§ **EXERCISE BRIEF**: Turn the material below into a JSON list of strings, one string per line, and leave out any blank lines.

** start of RECORDS FOR THE TASK **

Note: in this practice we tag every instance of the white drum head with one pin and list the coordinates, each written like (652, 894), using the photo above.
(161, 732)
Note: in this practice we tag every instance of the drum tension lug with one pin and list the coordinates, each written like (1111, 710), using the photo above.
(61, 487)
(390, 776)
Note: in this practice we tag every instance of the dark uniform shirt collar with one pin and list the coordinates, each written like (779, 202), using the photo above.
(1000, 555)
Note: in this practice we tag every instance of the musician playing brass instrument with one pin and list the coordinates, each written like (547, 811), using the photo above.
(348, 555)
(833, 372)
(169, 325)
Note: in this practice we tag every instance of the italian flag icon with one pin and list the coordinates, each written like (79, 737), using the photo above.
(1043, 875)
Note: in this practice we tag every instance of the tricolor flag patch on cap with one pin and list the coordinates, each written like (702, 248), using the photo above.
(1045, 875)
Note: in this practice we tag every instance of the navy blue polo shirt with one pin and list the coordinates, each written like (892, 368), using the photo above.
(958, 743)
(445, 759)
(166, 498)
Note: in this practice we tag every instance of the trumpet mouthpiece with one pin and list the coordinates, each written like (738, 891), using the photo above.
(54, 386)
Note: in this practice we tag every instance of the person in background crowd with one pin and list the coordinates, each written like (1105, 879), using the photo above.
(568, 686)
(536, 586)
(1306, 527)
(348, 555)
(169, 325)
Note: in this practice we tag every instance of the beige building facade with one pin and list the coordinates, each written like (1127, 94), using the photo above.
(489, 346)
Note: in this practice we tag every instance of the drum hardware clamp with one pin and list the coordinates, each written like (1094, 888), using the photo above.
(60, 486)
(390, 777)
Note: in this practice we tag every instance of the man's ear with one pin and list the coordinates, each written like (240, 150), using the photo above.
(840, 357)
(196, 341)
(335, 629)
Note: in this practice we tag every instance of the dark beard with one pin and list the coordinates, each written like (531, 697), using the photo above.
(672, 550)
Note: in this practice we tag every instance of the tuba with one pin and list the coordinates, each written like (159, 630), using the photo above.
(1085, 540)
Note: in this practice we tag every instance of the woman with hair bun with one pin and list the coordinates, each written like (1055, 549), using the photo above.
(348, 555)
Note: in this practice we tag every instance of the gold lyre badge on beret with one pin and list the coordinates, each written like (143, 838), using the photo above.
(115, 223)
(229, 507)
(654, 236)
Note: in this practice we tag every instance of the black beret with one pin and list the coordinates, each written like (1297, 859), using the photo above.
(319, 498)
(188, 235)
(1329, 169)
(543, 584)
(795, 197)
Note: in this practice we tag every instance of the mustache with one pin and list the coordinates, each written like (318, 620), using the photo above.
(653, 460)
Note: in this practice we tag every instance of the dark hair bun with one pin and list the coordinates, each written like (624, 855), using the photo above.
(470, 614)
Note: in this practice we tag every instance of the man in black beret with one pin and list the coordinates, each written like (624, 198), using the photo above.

** end of RECORDS FOR THE TASK **

§ **FINAL RESULT**:
[
  "Note: in this practice we tag every instance of the white drum head with one pin and list the coordinates, each written like (652, 894), using the photo above.",
  "(161, 732)",
  "Note: in this practice we tag every instance of the drum tension lug with one pin and list the coordinates, each written like (1111, 710), using the photo above.",
  "(61, 487)",
  "(390, 776)",
  "Note: in this practice we tag every instance of the dark uniform shirt collar with one pin and list the coordinates, each written like (779, 202), using the photo above.",
  "(1000, 555)",
  "Note: in this practice we tag every instance of the musician playing brass instrument with one pin and list the coordinates, each written like (547, 811), using the photo above.",
  "(348, 555)",
  "(833, 372)",
  "(169, 325)",
  "Note: in this practice we tag every instance of the italian flag icon with one pin and list the coordinates, each written like (79, 737), using the photo above.",
  "(1043, 875)",
  "Note: in this practice we tag every instance of the tricolor flag patch on cap with one pin and list the coordinates, each written like (702, 248), using the photo above.",
  "(1045, 875)",
  "Note: in this practice we tag every instance of the navy blue polo shirt with one pin and list the coordinates, each written like (892, 368), using the photo above.",
  "(958, 743)",
  "(445, 759)",
  "(166, 498)",
  "Note: in this practice we tag every instance of the trumpet mouthpiece with one pin and list the coordinates, each written like (738, 891), using the photo above.",
  "(54, 386)",
  "Note: in this practice we tag every instance of the person in background crowd with one pin and list the coordinates, each written like (1105, 879), using the photo above.",
  "(568, 686)",
  "(536, 586)",
  "(1306, 527)",
  "(348, 555)",
  "(169, 325)",
  "Note: in this practice we tag every instance of the beige building facade with one pin and list the coordinates, each written like (1127, 94), using the photo above.",
  "(489, 346)",
  "Note: in this practice we tag every instance of the drum hardware clamp with one pin and list the coordinates, each written like (1094, 888), using the photo above.",
  "(60, 486)",
  "(390, 777)",
  "Note: in this practice we tag every instance of the man's ear with one pin and list the coordinates, each written like (240, 150), using the photo above.",
  "(840, 357)",
  "(196, 341)",
  "(335, 629)",
  "Note: in this practice we tag every instance of the dark beard with one pin and list the coordinates, each written like (531, 697), using the photo above.",
  "(672, 550)",
  "Note: in this practice we tag every instance of the tuba with one pin and list the coordinates, each written like (159, 630), using the photo above.",
  "(1085, 540)",
  "Note: in this practice we tag every instance of the woman with hair bun with one pin and list the coordinates, each written like (1055, 549), using the photo above.",
  "(348, 555)",
  "Note: in this practice we tag every instance of the gold lyre badge on beret with one pin and list the coordinates, each written like (143, 838), using the photo above.",
  "(115, 223)",
  "(229, 507)",
  "(654, 236)",
  "Note: in this practice we tag every instance of the black beret with one pin and list the coordinates, each written like (1297, 859), using the photo above.",
  "(319, 498)",
  "(188, 235)",
  "(1329, 169)",
  "(543, 584)",
  "(795, 197)",
  "Note: in this practice we tag every instance of the mustache with one pin and list the coordinates, each written like (318, 620), using the photo above.",
  "(653, 460)",
  "Note: in this practice we tag every instance of the dark hair bun with one pin and list the coordinates, each written like (624, 855), using the photo above.",
  "(470, 614)",
  "Note: in this practice we tag every instance of the man in black beret with one pin and list the coordinates, each written like (624, 198), using the photo above."
]